▸ **Excerpt to read**:
Single by Sean Kingston featuring Élan and Juelz Santana

from the album Sean Kingston (The Deluxe Edition)
- Released: March 13, 2008
- Recorded: 2007
- Length: 3:45
- Label: Beluga Heights; Koch; Epic;
- Songwriters: Kisean Anderson; Evan "Kidd" Bogart; J. R. Rotem; LaRon Louis James;
- Producer: J.R. Rotem

Sean Kingston singles chronology
| "That's Gangsta" (2008) | "There's Nothin" (2008) | "Fire Burning" (2009) |

The D.E.Y. singles chronology
| "Give You the World" (2007) | "There's Nothin" (2008) | "I Need You/She Said" (2008) |

Juelz Santana singles chronology
| "Curious" (2008) | "There's Nothin" (2008) | "Let Me Show You" (2008) |

= There's Nothin =

"There's Nothin" is the fourth single from Sean Kingston's self-titled debut album. The single features Élan of the D.E.Y. and Juelz Santana. The album version features Paula DeAnda. The song was produced by J. R. Rotem and co-written by Sean Kingston and Evan "Kidd" Bogart.

▸ **What needs to be done**: Continue the article about the song "There's Nothin" from its final sentence.

▸ **Listed records**:
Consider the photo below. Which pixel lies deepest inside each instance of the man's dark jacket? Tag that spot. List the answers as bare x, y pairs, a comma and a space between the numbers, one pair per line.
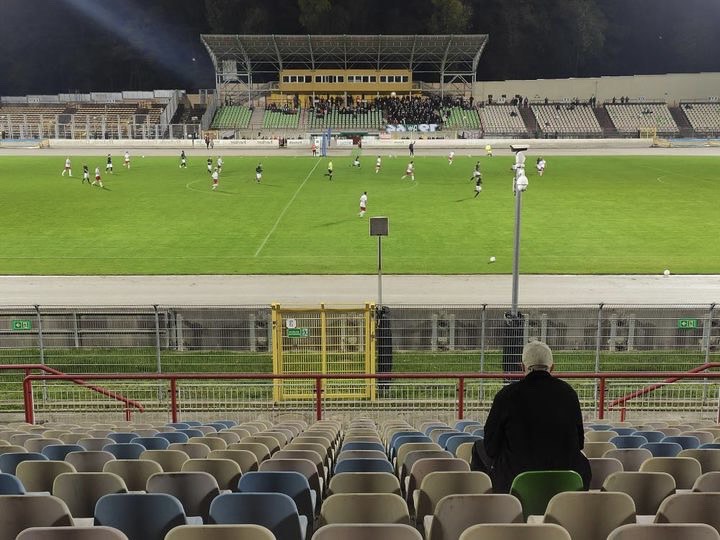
535, 424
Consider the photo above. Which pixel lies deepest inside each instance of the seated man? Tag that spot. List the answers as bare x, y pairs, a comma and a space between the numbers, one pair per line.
534, 424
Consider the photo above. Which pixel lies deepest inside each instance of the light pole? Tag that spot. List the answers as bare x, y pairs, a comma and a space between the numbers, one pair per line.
379, 226
514, 340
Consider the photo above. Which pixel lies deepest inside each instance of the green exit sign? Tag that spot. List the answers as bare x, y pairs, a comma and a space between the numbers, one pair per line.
687, 324
298, 332
21, 324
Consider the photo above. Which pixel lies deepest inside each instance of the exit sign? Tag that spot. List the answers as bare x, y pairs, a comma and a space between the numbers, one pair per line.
21, 324
687, 324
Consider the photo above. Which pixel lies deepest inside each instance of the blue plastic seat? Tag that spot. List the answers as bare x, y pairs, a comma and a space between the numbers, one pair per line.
442, 439
178, 425
125, 450
628, 441
274, 511
710, 445
9, 461
141, 516
624, 431
191, 432
460, 425
453, 443
663, 449
122, 436
406, 439
153, 443
601, 427
291, 483
651, 436
11, 485
686, 441
173, 436
57, 452
359, 445
364, 465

▸ **Result**:
Radio Disney aired a version without Juelz Santana that features only Sean Kingston and Élan. In the chorus, they change it from "Satisfy my needs" to "Make me feel at peace".

==Music video==
The video was released in February 2008.

==Charts==

Chart performance for "There's Nothin"
| Chart (2008) | Peak position |
|---|---|
| Australia (ARIA) | 85 |
| Romania (Romanian Top 100) | 47 |
| US Billboard Hot 100 | 60 |
| US Hot R&B/Hip-Hop Songs (Billboard) | 63 |
| US Pop Airplay (Billboard) | 24 |

== Certifications ==

Certifications for "There's Nothin"
| Region | Certification | Certified units/sales |
| New Zealand (RMNZ) | Gold | 15,000^{‡} |
^{‡} Sales+streaming figures based on certification alone.

== Release history ==

Release dates and formats for "There's Nothin"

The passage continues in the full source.